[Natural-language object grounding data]
━━━━━━━━━━

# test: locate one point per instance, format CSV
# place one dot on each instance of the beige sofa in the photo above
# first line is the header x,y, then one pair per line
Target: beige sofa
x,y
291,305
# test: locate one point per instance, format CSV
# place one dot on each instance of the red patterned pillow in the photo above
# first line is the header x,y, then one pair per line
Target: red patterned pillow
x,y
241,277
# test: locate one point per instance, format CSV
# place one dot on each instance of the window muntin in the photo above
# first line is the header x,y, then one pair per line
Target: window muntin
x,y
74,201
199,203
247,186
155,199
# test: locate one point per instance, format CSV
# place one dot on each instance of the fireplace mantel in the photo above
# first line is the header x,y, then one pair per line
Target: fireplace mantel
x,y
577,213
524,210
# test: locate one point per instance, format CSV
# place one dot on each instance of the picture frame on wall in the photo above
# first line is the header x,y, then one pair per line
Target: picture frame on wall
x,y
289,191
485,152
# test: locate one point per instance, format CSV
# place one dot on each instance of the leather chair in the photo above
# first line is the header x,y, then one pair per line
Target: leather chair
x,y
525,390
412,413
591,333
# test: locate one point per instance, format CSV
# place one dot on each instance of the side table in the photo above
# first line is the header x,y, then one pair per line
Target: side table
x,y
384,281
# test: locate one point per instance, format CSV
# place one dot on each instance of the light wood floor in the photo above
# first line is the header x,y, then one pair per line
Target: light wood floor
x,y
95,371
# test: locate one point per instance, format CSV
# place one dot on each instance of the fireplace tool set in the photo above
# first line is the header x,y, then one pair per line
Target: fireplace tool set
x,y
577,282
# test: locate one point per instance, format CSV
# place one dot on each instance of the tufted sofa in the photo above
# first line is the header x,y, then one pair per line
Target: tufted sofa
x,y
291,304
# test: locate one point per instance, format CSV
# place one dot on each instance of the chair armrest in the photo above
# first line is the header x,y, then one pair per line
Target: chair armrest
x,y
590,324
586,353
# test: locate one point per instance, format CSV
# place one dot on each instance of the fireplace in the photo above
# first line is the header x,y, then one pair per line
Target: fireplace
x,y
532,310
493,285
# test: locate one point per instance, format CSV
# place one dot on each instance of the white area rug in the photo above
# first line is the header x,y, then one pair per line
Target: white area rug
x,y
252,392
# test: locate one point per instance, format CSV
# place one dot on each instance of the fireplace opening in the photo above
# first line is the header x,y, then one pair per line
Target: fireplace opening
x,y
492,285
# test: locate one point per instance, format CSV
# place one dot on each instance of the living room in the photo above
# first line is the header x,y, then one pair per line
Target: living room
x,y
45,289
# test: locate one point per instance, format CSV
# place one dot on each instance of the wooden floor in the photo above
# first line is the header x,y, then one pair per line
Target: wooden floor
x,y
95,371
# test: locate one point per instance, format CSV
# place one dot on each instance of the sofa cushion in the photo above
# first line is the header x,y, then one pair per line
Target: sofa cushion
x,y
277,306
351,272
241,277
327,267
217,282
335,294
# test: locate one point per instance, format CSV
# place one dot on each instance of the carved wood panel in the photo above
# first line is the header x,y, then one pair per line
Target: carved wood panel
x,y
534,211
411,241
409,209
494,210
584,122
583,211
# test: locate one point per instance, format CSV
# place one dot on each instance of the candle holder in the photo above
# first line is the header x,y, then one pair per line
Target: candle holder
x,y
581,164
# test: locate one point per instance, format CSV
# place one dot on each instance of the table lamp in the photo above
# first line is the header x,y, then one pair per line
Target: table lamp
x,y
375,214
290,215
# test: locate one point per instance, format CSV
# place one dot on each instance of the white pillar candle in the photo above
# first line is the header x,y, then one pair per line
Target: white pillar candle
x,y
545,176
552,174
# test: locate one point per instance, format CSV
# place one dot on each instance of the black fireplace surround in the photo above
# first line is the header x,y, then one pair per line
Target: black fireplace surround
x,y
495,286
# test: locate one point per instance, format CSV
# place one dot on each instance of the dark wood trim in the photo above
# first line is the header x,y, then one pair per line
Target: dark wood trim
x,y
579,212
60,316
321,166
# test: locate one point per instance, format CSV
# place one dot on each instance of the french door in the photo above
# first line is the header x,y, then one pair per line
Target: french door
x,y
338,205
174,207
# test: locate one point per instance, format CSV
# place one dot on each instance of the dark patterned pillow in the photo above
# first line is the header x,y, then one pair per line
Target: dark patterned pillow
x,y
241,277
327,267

━━━━━━━━━━

Repeat all of the entries exactly.

# test: locate one point per instance, format CSV
# place one dot on each instance of the beige sofa in the photo above
# first line is the header x,y, then one pair per line
Target: beige sofa
x,y
291,305
# test: locate one point per instance, format CSV
# place one dot on each instance of the red patterned pillow in the photo above
# first line is the header x,y, then one pair per line
Target: red patterned pillow
x,y
241,277
# test: locate one point per instance, format CSV
# place one dot on each instance of the window muntin in the photo above
# first line is the header x,y, then one pair per line
Target: window muntin
x,y
74,201
199,203
247,186
155,199
# test: locate one point per instance, format CSV
# place one dot on each instance of the fireplace mantel in the photo above
# first line is the header x,y, then one pair per line
Target: fireplace mantel
x,y
577,213
524,210
# test: locate one point per instance, format CSV
# place one dot on each instance of the picture frame on wall in the photo above
# first line is the header x,y, then one pair per line
Target: picture frame on wall
x,y
289,191
485,152
# test: locate one point per instance, format CSV
# place one dot on each instance of the leather chair in the photo above
# first line is the header x,y, then one pair per line
Target: leather chair
x,y
525,390
412,413
591,333
# test: locate one point per instance, format CSV
# place one dot on each instance of the side table in the photo above
# first line is the header x,y, then one pair per line
Target: side table
x,y
384,281
# test: locate one point per instance, format CSV
# place one dot on each instance of the light wood floor in the photo above
# first line is the header x,y, then one pair per line
Target: light wood floor
x,y
95,371
# test: locate one point per instance, format CSV
# place one dot on each instance of the fireplace tool set in the photo above
# first line is the header x,y, then one pair per line
Target: fireplace tool set
x,y
577,282
# test: locate one point per instance, format CSV
# place one dot on each instance of the tufted sofa in the photo above
# first line is the header x,y, then one pair per line
Target: tufted sofa
x,y
291,304
# test: locate one point per instance, format CSV
# place one dot on each instance of the chair armrest in the photo above
# first line is the header x,y, then one pair per line
Target: chair armrest
x,y
590,324
586,353
# test: locate one point per instance, format CSV
# place one dot on each instance of the fireplace in the photo above
# first line is the header x,y, then one pair per line
Target: fireplace
x,y
532,310
493,285
# test: locate one point per instance, format CSV
# place one dot on each instance of the white area rug in the photo above
# first line is the header x,y, then one pair per line
Target: white area rug
x,y
252,392
# test: locate one point per instance, format CSV
# place one dot on each instance of the fireplace opening in the photo above
# first line is the header x,y, then one pair per line
Target: fireplace opening
x,y
492,285
# test: locate one point per instance, format CSV
# place one dot on each instance of the living room in the photo above
# first line is the header x,y, then one pair per line
Target: living room
x,y
45,289
# test: locate one point per instance, format CSV
# place one dot on each instance of the wooden floor in the photo above
# first line is the header x,y, then one pair per line
Target: wooden floor
x,y
95,371
# test: locate one point per instance, format CSV
# place one dot on each instance of the sofa cushion in the photo above
# first line is the header x,y, then one pair per line
Target: sofa cushion
x,y
277,306
351,272
241,277
327,267
217,282
335,294
# test: locate one point per instance, format CSV
# place one dot on each instance of the carved wood panel in the photo above
# first line is the header x,y, then one pair per line
Target: carved wood panel
x,y
534,211
411,241
409,209
494,210
584,122
583,211
# test: locate one point per instance, format CSV
# place one dot on each instance of the candle holder in the photo above
# first line is the header x,y, then one pair per line
Target: candle holder
x,y
581,164
# test: locate one point per instance, format CSV
# place one dot on each instance of the table lamp in the photo above
# first line is the header x,y, then one pair per line
Target: table lamp
x,y
375,214
290,215
# test: locate one point per instance, format CSV
# place one dot on each instance of the white pillar candle in the photo above
# first line is the header x,y, then one pair per line
Target: white pillar candle
x,y
545,176
552,174
# test: locate one point per instance, format CSV
# place one dot on each instance of the black fireplace surround in the photo above
# first line is the header x,y, then one pair per line
Target: black fireplace surround
x,y
495,286
# test: locate one point per instance, format CSV
# place one dot on each instance of the dark wood trim in the photo above
# first line is the header x,y, then one pair per line
Target: dark wood trim
x,y
579,212
60,316
321,166
# test: locate one point per instance, format CSV
# place one dot on each instance of the french door in the photo above
# first line is the header x,y, then one pair per line
Target: french door
x,y
338,205
174,207
# test: locate one point per instance, format CSV
# place one dot on each instance of the dark patterned pillow in the photo above
# first line is the header x,y, then one pair per line
Target: dark patterned pillow
x,y
241,277
327,267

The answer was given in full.